**TASKS TO COMPLETE:**
a. In the diary entry, on what date was the writer refused entry to the UK on a YU passport?
b. Reproduce word for word the portion of the diary entry starting at "Things of the Past: 10" and ending at "(10 Nov 1991)!".

Things of the Past: 10 Nov 1991
This post – or rather a diary entry of today – is not about my favourite artist of all times, Matisse, and his two paintings (Dance and Music from The State Hermitage Museum, St Petersburg) that have inspired me as a leitmotif in the joie de vivre – both of which I managed to see displayed opposite each other in the Matisse show in Paris (1993) and, even more, I personally encountered the Dance at the Royal Academy of Arts while working there on the show called From Russia (2008). Although there are analogies between the two paintings and this post, the post is nonetheless about one of my 10 anniversaries (10 Commandments List 2016) that I am celebrating this year – i.e. today is 25 years since I was refused to enter UK on a YU passport (10 Nov 1991)!
I have been writing a blog post “‘I ONCE WAS A REFUGEE’ or ‘WAS I AFTER BRITISH PASSPORT’?”, the title of which is based on two things of the past I was accused of. The post is triggered as a result of the interview for my first British passport that took place 14 days before the UK referendum on EU membership. I was asked two questions for which I had not been prepared and are core to my blog post: the history of my settlement in the UK and why I have not applied for a passport for so long after my naturalisation process in April 2012! The interview opened up ‘THE WOUND’ that kind of magically got suppressed into ‘the bubble of a politically correct world’, into which I have somehow managed to integrate! I have now decided to make it public once and for all as a process of reconciliation through the blog post – especially since I am not ‘friends with taboos’ and I feel I have the right to say now that I am FINALLY a British citizen. Above all, it is vital from my own perspective that I deal with the issue and move on. But, all I can say, I shall never forget this most ‘surreal’ experience in my whole life apart from the two events of air-bombing by the YU army! I know the latter sounds very pathetic in comparison to what happened in Bosnia or any other war zones past and present, but I DID nevertheless experience the bombs above my head after all, and the feeling of fear from bombing was not nice then and is not pleasant even so many years on!!! No wonder why I turned out to be a fully-fledged pacifist that is top-to-bottom inside-out ANTI-anything-and-everything to do with guns, violence and wars! The piece is still unfinished, but I thought I would share an extract from it as it is relevant to today’s anniversary:
“I once was ‘a refugee from the YU war zone’ if only for a few hours, while being put into a detention centre at Dover – if only verbally labeled by border officials since my YU passport did not have information about the state in which I was born (FYI, there were 6 states within YU)!

**DATA RECORDS:**
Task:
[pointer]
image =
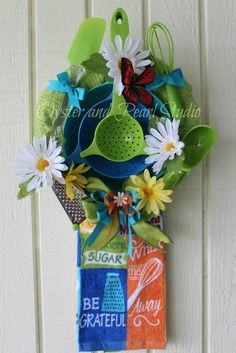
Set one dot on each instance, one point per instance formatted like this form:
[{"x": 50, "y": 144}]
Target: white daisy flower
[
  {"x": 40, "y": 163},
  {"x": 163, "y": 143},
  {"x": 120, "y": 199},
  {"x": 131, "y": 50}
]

---

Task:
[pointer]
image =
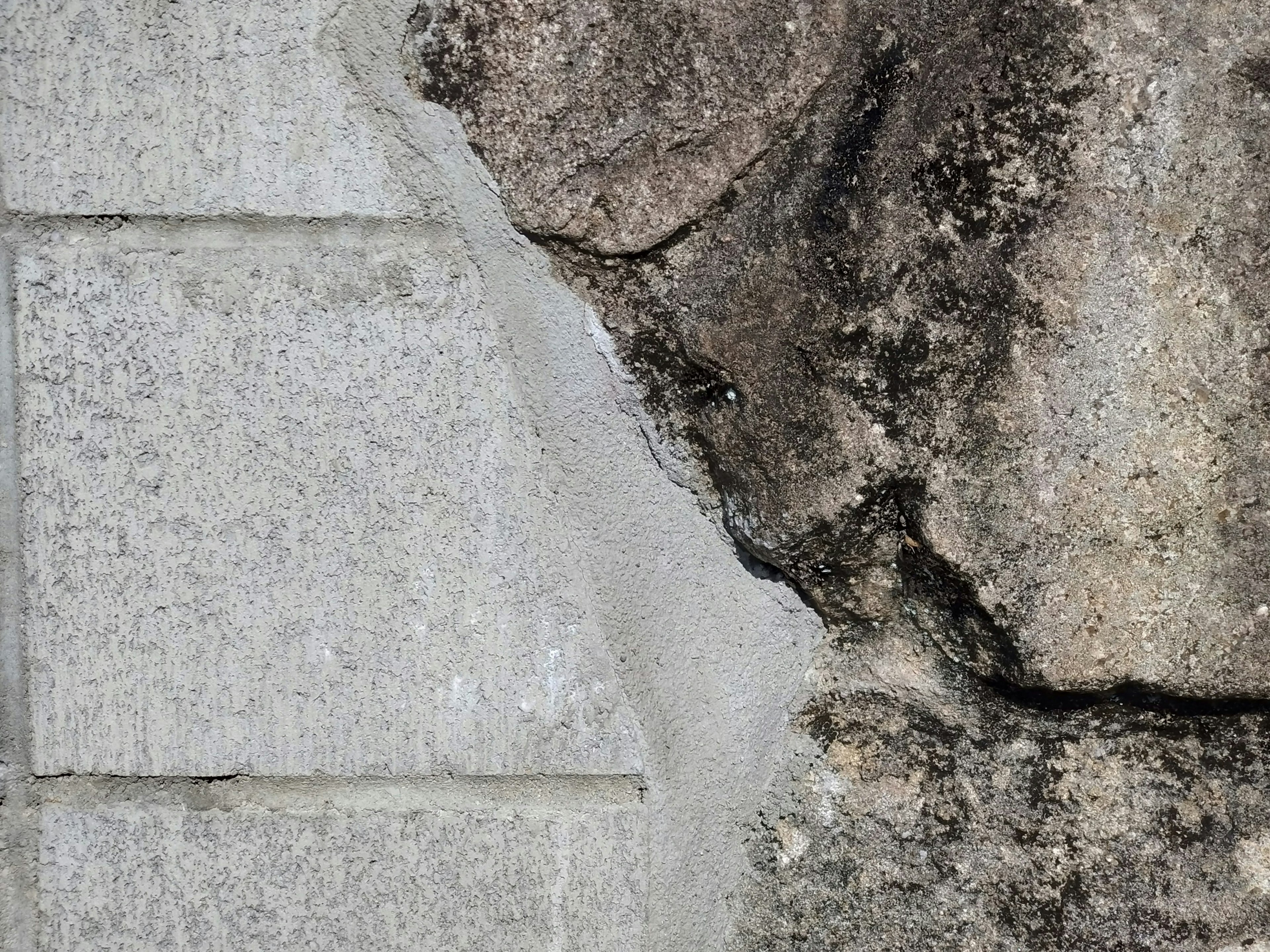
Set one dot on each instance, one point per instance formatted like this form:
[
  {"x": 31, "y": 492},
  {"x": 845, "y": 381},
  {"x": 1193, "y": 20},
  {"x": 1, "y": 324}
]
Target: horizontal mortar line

**TASK-BY-TASK RESULTS:**
a. 10 Nov 1991

b.
Things of the Past: 10 Nov 1991
This post – or rather a diary entry of today – is not about my favourite artist of all times, Matisse, and his two paintings (Dance and Music from The State Hermitage Museum, St Petersburg) that have inspired me as a leitmotif in the joie de vivre – both of which I managed to see displayed opposite each other in the Matisse show in Paris (1993) and, even more, I personally encountered the Dance at the Royal Academy of Arts while working there on the show called From Russia (2008). Although there are analogies between the two paintings and this post, the post is nonetheless about one of my 10 anniversaries (10 Commandments List 2016) that I am celebrating this year – i.e. today is 25 years since I was refused to enter UK on a YU passport (10 Nov 1991)!